**SHORT PROBLEM:**
Rewrite the rows below with every "mask" renamed to "polygon", keeping all other text unchanged.

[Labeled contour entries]
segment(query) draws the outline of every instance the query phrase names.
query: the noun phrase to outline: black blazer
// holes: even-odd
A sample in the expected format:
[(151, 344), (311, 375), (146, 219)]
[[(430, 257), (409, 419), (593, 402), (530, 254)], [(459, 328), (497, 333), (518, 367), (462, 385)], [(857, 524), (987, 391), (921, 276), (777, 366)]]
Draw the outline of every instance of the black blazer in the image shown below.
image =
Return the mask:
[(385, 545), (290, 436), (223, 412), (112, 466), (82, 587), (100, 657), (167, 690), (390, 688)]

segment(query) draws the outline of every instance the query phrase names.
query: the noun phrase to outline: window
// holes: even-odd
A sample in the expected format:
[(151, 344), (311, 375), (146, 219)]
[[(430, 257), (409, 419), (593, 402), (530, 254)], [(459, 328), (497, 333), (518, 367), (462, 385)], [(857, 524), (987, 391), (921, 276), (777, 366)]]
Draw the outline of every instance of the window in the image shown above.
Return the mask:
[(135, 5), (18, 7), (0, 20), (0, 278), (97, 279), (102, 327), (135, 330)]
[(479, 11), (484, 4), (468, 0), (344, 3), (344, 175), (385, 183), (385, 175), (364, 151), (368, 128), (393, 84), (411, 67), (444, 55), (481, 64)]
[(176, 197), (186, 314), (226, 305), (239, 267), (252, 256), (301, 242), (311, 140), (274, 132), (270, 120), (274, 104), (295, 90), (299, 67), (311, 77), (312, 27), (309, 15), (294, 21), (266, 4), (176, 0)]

**FINAL ANSWER:**
segment(query) draws the outline of every instance the query phrase names.
query: the noun phrase to outline: black blazer
// holes: even-odd
A sample in the expected format:
[(151, 344), (311, 375), (146, 219)]
[[(430, 257), (409, 419), (593, 402), (530, 254)], [(459, 328), (497, 333), (518, 367), (462, 385)], [(857, 524), (987, 391), (921, 276), (777, 366)]]
Draw the outline of every instance of the black blazer in the image shown below.
image =
Return the polygon:
[(385, 545), (290, 436), (223, 412), (112, 466), (82, 587), (100, 657), (167, 690), (390, 688)]

segment(query) draws the outline of every instance the query phrase names.
query: the noun phrase to outline: window
// holes: even-odd
A sample in the expected format:
[(151, 344), (311, 375), (146, 219)]
[[(430, 257), (409, 419), (593, 402), (530, 254)], [(459, 328), (497, 333), (518, 367), (462, 385)], [(857, 524), (987, 391), (921, 276), (777, 366)]]
Draw the outline of every instance of the window in the image shown above.
Return the polygon:
[(135, 5), (18, 7), (0, 20), (0, 278), (97, 279), (102, 327), (135, 330)]
[(479, 11), (484, 4), (468, 0), (344, 3), (344, 175), (385, 183), (385, 175), (364, 151), (368, 128), (393, 84), (411, 67), (444, 55), (481, 64)]
[(176, 197), (186, 314), (226, 305), (239, 267), (252, 256), (301, 242), (311, 140), (274, 132), (270, 120), (274, 104), (295, 90), (299, 67), (311, 77), (312, 27), (309, 15), (294, 21), (266, 4), (176, 0)]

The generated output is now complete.